Natural language region descriptions »
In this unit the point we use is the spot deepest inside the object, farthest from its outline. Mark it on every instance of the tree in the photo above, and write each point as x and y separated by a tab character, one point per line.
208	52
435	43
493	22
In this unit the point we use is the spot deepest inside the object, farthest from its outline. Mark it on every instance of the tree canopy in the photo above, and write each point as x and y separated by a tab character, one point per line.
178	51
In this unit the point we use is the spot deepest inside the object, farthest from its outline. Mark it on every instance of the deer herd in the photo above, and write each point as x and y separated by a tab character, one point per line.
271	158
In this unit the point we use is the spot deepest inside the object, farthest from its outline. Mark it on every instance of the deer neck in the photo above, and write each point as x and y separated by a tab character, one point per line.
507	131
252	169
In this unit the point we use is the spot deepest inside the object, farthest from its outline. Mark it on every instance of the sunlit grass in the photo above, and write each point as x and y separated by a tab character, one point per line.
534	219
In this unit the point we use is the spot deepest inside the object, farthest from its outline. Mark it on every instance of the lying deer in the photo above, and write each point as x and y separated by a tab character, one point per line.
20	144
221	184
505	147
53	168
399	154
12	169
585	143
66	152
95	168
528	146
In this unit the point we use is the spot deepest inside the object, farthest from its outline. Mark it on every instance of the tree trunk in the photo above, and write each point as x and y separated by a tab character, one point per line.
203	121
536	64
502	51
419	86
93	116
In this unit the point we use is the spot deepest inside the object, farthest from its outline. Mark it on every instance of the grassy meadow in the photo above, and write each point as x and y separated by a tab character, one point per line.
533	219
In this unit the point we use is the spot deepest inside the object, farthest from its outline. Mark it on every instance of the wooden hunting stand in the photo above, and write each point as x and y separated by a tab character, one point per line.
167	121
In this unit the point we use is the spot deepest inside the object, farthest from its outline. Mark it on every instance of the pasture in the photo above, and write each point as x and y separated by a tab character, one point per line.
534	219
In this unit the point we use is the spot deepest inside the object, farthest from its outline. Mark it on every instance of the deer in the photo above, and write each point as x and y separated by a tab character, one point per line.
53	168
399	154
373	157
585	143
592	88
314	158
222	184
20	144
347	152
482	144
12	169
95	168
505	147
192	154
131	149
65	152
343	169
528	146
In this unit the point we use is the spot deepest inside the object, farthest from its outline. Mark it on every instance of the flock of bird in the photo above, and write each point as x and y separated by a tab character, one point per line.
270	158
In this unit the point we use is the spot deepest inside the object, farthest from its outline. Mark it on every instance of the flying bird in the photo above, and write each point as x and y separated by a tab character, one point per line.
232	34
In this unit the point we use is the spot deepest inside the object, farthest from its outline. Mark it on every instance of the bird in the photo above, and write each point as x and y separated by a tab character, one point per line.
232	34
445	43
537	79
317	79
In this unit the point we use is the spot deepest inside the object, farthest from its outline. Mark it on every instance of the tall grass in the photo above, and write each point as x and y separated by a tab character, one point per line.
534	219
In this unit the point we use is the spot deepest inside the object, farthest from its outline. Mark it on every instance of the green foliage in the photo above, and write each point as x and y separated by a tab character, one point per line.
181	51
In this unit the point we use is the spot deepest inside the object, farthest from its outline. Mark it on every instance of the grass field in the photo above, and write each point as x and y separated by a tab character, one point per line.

TASK PROMPT »
A word-for-word repeat of the full data is needed.

SOLUTION TO THE PROBLEM »
In this unit the point we use is the spot deepest inside the object, farthest from its outline. Mark it on every instance of the tree in the photo above, and write each point as x and y separated by a tab character, one point per line.
208	52
435	43
493	22
In this unit the point we use is the spot deepest inside the object, farthest from its outline. Mark it on every instance of the tree canopy in the photo above, and write each point as x and y separated by a tab character, one point per line.
178	51
In this unit the point we use is the spot deepest inside the object, farthest from its outline. Mark it on every instance of the deer herd in the photo above, and write each point as x and y separated by a tab character, one point per line.
271	158
In this unit the point we use is the spot deepest inside the object, farthest from its outline. Mark it on every instance of the deer neck in the photo above, and write each point as x and y separated by a tab character, one point per line.
507	131
252	169
In this unit the point we use is the spot deepest inside the object, farthest from its outline. Mark it on every instance of the sunlit grass in the photo above, and write each point as x and y separated by a tab character, one point per line.
534	219
In this unit the point we use is the spot deepest inside the object, farthest from its outline. Mark it on every instance of the lying deer in the photo above, and write each point as x and y separated by a tab character, one point per line.
20	144
221	184
505	147
53	168
399	154
12	169
585	143
66	152
95	168
528	146
In this unit the point we use is the spot deepest inside the object, farthest from its outline. Mark it on every instance of the tree trunk in the photo above, and write each point as x and y separated by a tab character, one point per line.
203	121
536	64
502	51
419	86
93	116
In this unit the point we use is the spot deepest inside the object, farthest from its outline. Mark it on every instance of the grassy meadow in the photo above, and write each point as x and y separated by a tab character, one point per line.
533	219
In this unit the point we use is the spot deepest inside the object, farthest from its outline. Mark it on every instance of the wooden hunting stand in the photo above, and write each point as x and y separated by a tab character, one point per line.
167	121
In this unit the point we use is the spot deepest inside the object, farthest from its outline. Mark it on every instance of the pasture in the photo above, and write each point as x and y separated by a tab character, one point per line.
534	219
In this unit the point we use is the spot deepest inside the object, farthest from its outline. Mark it on every instance of the deer in the photo above, and write each point as x and y separated by a tab character, one point per line.
53	168
399	154
373	157
585	143
592	88
314	158
222	184
20	144
347	152
482	144
12	169
95	168
505	147
192	154
131	149
65	152
343	169
528	146
In this unit the point we use is the spot deepest inside the object, farthest from its outline. Mark it on every instance of the flock of bird in the photo above, and write each point as x and y separated by a tab character, one point per line.
270	158
In this unit the point we use is the spot deepest inside the object, farthest from its outline. Mark it on every instance of the flying bird in the photo above, and write each point as x and y separated by a tab character, one point per line.
232	34
In this unit the point we use is the spot deepest inside the object, farthest from its outline. Mark it on every instance of the bird in the photo above, and write each point as x and y separated by a tab character, one point per line.
232	34
445	43
537	79
317	79
In this unit the point we use is the spot deepest inside the object, farthest from its outline. Mark it on every instance of the tall grass in the photo above, and write each point as x and y separated by a tab character, one point per line.
534	219
In this unit the point we use is the spot deepest inside the object, farthest from its outline. Mark it on every instance of the green foliage in the photo above, and write each point as x and y separated by a tab character, one point per line.
181	51
In this unit the point we use is the spot deepest inside the object, farthest from its outline. Mark it on every instance of the grass field in the photo above, and write each point as x and y separated by a tab character, one point per line.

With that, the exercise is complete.